Work to be completed ::
Down to the final line, print the records again exactly.

Extracted records ::
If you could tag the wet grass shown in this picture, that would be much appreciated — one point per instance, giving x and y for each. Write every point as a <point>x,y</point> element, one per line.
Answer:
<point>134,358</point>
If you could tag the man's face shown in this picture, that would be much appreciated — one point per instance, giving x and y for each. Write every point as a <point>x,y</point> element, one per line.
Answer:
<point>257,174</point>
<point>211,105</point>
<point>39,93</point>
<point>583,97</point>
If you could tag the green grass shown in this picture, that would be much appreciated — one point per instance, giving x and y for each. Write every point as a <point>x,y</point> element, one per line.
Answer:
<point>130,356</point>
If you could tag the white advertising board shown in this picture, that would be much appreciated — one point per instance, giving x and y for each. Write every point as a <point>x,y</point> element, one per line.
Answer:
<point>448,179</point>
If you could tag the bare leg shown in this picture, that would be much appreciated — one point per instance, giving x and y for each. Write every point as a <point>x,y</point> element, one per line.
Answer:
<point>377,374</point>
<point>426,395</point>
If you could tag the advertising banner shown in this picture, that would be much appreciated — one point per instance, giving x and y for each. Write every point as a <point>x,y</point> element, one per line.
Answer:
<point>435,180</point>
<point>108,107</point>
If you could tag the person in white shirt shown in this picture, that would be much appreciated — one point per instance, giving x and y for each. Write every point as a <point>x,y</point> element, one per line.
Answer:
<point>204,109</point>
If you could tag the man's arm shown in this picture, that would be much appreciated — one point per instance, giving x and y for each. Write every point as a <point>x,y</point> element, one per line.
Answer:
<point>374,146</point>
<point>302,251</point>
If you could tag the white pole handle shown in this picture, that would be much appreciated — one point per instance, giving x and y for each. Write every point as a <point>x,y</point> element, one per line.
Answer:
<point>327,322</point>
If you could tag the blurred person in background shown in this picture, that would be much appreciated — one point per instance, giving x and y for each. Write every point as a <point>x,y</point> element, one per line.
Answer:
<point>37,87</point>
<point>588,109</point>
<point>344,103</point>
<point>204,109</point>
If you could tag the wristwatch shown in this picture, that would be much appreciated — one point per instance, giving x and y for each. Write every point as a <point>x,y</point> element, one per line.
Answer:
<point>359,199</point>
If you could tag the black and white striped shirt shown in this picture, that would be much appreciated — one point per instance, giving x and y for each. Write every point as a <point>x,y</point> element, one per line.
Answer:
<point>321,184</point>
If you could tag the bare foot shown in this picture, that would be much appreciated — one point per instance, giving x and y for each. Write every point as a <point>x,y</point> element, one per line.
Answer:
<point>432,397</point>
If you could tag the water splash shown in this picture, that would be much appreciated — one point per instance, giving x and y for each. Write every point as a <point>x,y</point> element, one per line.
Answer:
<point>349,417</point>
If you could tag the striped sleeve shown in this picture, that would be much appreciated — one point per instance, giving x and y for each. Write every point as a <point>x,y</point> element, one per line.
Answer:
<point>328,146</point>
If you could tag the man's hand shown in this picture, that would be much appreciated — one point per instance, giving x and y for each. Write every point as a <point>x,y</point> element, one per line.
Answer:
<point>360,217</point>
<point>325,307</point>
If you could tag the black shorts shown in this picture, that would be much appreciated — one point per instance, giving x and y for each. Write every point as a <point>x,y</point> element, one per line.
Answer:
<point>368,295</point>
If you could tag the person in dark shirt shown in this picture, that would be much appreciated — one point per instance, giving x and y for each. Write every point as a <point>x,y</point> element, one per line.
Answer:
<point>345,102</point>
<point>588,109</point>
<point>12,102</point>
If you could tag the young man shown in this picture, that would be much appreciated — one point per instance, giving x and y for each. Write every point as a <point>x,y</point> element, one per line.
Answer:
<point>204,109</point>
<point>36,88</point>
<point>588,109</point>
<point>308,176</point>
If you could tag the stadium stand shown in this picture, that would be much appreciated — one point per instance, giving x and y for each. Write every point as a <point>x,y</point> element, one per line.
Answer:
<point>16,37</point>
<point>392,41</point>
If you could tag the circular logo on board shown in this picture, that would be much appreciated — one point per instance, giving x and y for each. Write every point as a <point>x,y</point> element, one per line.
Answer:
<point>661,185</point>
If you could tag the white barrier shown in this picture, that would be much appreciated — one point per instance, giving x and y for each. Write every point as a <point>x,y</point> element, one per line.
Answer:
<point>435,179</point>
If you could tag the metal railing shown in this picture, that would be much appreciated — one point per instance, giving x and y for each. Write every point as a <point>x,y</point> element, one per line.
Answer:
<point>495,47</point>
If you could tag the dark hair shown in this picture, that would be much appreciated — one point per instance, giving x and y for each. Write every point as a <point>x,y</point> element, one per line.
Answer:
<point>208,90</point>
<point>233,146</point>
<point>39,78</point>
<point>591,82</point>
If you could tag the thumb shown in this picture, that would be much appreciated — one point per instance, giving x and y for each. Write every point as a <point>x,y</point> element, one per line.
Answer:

Expected answer ::
If you could tag the wet grass shown in this picture, that would be much appreciated — one point per instance, giving x and y for each. Write every point as a <point>x,y</point> element, one per line.
Answer:
<point>134,358</point>
If you could tag the man's face shown in this picture, that would be much appreciated — one point per instance, giving x and y for each. Write every point as a <point>x,y</point> element, one per line.
Answer:
<point>257,174</point>
<point>211,105</point>
<point>39,93</point>
<point>583,97</point>
If you could tag the green grass shown in this picture, that would be much appreciated — one point per instance, giving x and y for each. Write every point as a <point>x,y</point> element, one per line.
Answer:
<point>130,356</point>
If you could tag the white advertising board shown in this picture, that would be much appreciated — one point per instance, giving x and y for each. Write every point as a <point>x,y</point> element, one per line.
Answer:
<point>448,179</point>
If you could tag the bare leg shown in this picture, that would be much appreciated — one point per instance, giving x and y for each. Write every point as a <point>x,y</point> element, one per line.
Answer:
<point>377,374</point>
<point>426,395</point>
If you could tag the advertising banner shown in this picture, that would be much appreciated — one point per instance, giving x and y for each. Write every point as a <point>x,y</point> element, one per line.
Answer:
<point>435,180</point>
<point>108,107</point>
If you could tag the person in white shirt shown in this picture, that would be much appreciated — one point per instance, giving x and y for each. Write every point as a <point>x,y</point> element, one per line.
Answer:
<point>204,109</point>
If you could tag the man's arm shown in this picture, that would be much appreciated — one point per instance, giving x and y for each. Write every point as a <point>x,y</point> element, one per line.
Answer:
<point>374,146</point>
<point>302,251</point>
If you could tag the white pole handle shown in this picture, that would be much appreciated — one point per instance, giving x and y for each. Write every point as a <point>x,y</point> element, one per line.
Answer:
<point>327,322</point>
If you could tag the blurred person in background shown in this picture, that would be much appreciated — one point per instance, giving x and y for each. Write every point as a <point>x,y</point> element, one per line.
Answer:
<point>37,87</point>
<point>588,109</point>
<point>344,103</point>
<point>204,109</point>
If you could tag the wristwatch shown in this picture, that would be much appreciated — one point per instance, giving x and y for each. Write every point as a <point>x,y</point> element, one per line.
Answer:
<point>359,199</point>
If you could tag the black and white striped shirt shown in this picture, that would be much appreciated — one point per instance, giving x and y for each. Write every point as a <point>x,y</point> element, one per line.
Answer:
<point>321,184</point>
If you could tag the bare foot shown in this picture, that would be much appreciated — one point per instance, giving x and y for each. Write every point as a <point>x,y</point> element, one per line.
Answer:
<point>432,397</point>
If you could tag the water splash shown in this picture, that would be much appreciated — one point per instance, giving x and y for each. Write every point as a <point>x,y</point> element, one per line.
Answer:
<point>349,417</point>
If you could tag the striped sleeve shown in this picture, that would be much appreciated — one point per instance, giving x and y for each. Write every point as a <point>x,y</point> element, one per line.
Answer:
<point>328,146</point>
If you could tag the man's hand shown in this picture, that would be much appreciated — one point per instance, giving x and y for each. Write every point as a <point>x,y</point> element, one per line.
Answer:
<point>360,217</point>
<point>325,307</point>
If you could tag the black shorts shown in this picture, that would be much appreciated — one point per instance, giving x and y for each. Write every point as a <point>x,y</point> element, one per line.
Answer:
<point>368,295</point>
If you could tag the person in dark shirt shown in this picture, that would be much appreciated — one point per instance, giving x and y for each. Write every point as a <point>x,y</point> element, one per line.
Answer:
<point>345,102</point>
<point>588,109</point>
<point>12,102</point>
If you could tag the young man shown in this picture, that would be much appreciated — one point per instance, giving x and y for each. Write every point as a <point>x,y</point> element, one per line.
Answer:
<point>204,109</point>
<point>36,88</point>
<point>588,109</point>
<point>308,176</point>
If you could tag the stadium stand shown in this picture, that would be much appreciated — one point per instance, giving x and y for each. Write every point as a <point>x,y</point> element, one per line.
Answer:
<point>16,37</point>
<point>392,41</point>
If you could tag the circular logo on board shown in this picture, that would be much appreciated — one point per instance, giving x and y for each. Write every point as a <point>x,y</point> element, one per line.
Answer:
<point>661,185</point>
If you could tag the white barrier shown in this picture, that would be much appreciated — one point per instance, giving x and y for each. Write every point as a <point>x,y</point> element, one per line.
Answer:
<point>435,179</point>
If you could tag the metal railing shown in this picture, that would be much appreciated — one point per instance, giving x and y for each. Write every point as a <point>x,y</point> element, one per line.
Answer:
<point>495,47</point>
If you could tag the dark hair shown in this picture, that would be much appreciated — one point per instance, giving x and y for each. Write every point as a <point>x,y</point> element, one per line.
Answer:
<point>208,90</point>
<point>233,146</point>
<point>39,78</point>
<point>591,82</point>
If you could tag the thumb shown in this picture, that would be much appreciated — one point per instance, giving x and y for each. Write every point as a <point>x,y</point> element, one per line.
Answer:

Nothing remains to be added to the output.